Give the number of lines in the records below that contain the word "green", counting case. Reply with the number only.

→ LISTED RECORDS
•••••

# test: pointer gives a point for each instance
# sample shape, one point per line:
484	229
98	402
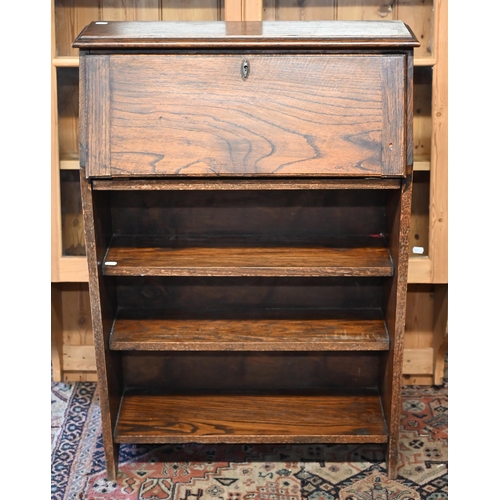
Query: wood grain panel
293	115
245	418
96	137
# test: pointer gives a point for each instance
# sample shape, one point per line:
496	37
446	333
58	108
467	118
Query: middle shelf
251	330
164	256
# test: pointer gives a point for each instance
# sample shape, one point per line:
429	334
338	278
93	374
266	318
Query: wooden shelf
258	331
140	256
242	418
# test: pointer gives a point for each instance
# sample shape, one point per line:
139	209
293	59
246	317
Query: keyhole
245	69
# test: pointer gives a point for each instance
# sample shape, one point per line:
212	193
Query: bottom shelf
245	418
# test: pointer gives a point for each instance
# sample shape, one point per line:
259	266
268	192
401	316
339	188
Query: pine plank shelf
319	331
241	418
129	257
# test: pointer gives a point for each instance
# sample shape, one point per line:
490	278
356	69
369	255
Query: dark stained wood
295	115
247	237
253	34
251	371
102	304
272	331
262	184
241	418
130	257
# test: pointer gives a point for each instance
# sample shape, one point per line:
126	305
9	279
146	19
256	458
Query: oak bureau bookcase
246	190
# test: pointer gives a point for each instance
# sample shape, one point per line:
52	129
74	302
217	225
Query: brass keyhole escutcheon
245	69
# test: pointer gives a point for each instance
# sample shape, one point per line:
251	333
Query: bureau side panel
289	115
95	123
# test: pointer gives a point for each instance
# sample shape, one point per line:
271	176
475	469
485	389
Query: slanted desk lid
251	34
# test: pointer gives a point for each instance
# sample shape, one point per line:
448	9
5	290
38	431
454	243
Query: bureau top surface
249	34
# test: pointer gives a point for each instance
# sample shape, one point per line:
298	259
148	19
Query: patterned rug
248	472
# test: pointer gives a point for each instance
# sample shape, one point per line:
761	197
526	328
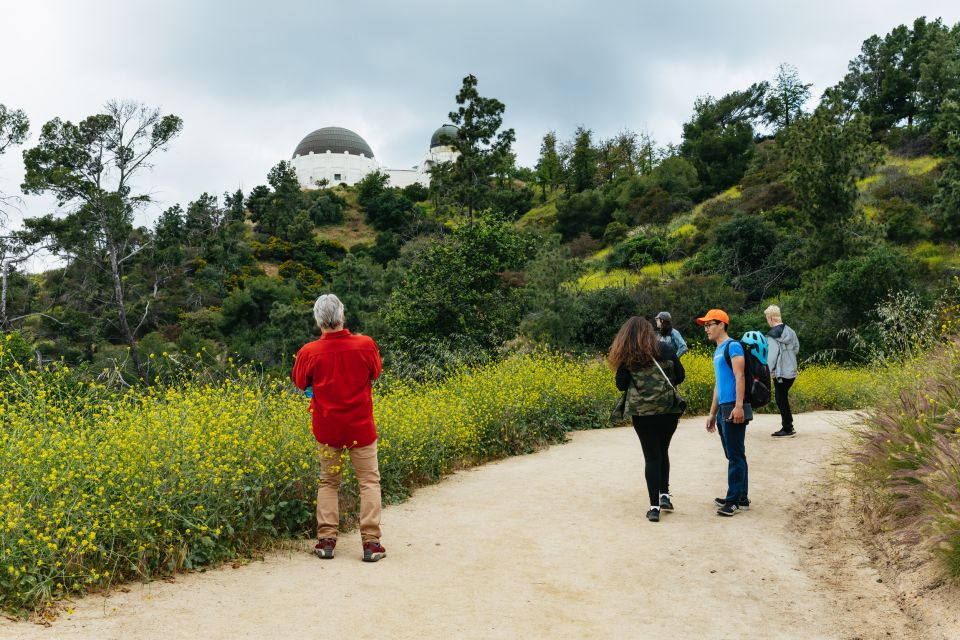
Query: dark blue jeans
732	437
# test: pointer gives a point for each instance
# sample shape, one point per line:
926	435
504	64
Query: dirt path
552	545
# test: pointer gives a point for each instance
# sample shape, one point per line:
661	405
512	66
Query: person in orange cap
729	413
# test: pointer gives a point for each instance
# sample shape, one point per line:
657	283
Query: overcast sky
250	79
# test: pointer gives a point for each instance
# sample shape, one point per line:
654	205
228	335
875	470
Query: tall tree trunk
122	313
3	296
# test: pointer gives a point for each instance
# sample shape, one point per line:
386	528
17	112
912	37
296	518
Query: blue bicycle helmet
757	343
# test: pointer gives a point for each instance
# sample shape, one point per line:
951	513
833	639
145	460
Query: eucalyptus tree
785	97
484	150
92	168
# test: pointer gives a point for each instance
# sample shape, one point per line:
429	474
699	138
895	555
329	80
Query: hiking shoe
373	551
728	510
743	504
783	433
325	547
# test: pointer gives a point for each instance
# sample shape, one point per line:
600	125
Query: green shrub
907	456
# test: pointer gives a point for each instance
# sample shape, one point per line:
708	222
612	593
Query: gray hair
328	311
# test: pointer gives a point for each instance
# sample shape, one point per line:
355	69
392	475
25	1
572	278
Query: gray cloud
251	78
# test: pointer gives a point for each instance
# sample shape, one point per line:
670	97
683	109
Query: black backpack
757	375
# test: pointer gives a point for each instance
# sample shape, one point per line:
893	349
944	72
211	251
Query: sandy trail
550	545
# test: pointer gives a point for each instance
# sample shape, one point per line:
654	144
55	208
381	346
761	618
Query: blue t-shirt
726	381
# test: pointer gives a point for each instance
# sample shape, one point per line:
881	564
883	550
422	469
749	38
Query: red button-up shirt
340	367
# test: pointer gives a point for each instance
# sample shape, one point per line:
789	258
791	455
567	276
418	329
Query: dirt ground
556	545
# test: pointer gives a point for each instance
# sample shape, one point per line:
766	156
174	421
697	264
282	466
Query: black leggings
655	433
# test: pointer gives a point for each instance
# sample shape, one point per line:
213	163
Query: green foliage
91	167
454	287
582	164
658	194
829	150
552	318
484	149
907	458
14	126
550	171
584	212
842	296
903	76
639	251
718	139
386	208
324	206
785	97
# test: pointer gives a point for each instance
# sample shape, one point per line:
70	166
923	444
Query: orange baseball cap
715	314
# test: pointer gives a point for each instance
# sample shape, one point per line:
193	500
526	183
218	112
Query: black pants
655	433
781	386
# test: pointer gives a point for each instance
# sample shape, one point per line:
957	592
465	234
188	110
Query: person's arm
737	364
712	418
300	374
679	373
623	378
681	344
773	355
376	365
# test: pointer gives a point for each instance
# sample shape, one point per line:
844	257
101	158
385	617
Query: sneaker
373	551
325	547
728	510
783	433
744	504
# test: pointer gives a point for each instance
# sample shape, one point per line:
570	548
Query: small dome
334	140
448	131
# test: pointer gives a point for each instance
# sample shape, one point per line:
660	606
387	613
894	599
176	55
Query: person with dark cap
730	412
668	334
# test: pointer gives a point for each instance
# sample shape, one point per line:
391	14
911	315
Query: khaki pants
364	461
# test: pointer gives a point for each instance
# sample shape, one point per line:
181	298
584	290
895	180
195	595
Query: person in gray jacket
783	347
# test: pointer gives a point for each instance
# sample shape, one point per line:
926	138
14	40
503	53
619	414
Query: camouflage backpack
650	393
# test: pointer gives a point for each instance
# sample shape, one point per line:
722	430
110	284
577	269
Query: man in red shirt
340	367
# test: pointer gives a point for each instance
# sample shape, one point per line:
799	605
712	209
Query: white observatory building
339	155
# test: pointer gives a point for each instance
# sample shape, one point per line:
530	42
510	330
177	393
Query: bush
585	212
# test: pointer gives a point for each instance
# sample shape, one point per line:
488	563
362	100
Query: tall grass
820	386
907	458
98	486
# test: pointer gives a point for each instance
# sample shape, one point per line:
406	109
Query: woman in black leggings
643	364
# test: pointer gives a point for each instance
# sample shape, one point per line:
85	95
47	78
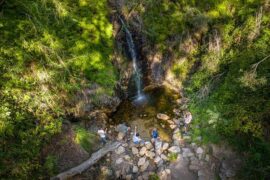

•••••

→ FULL RESPONSE
2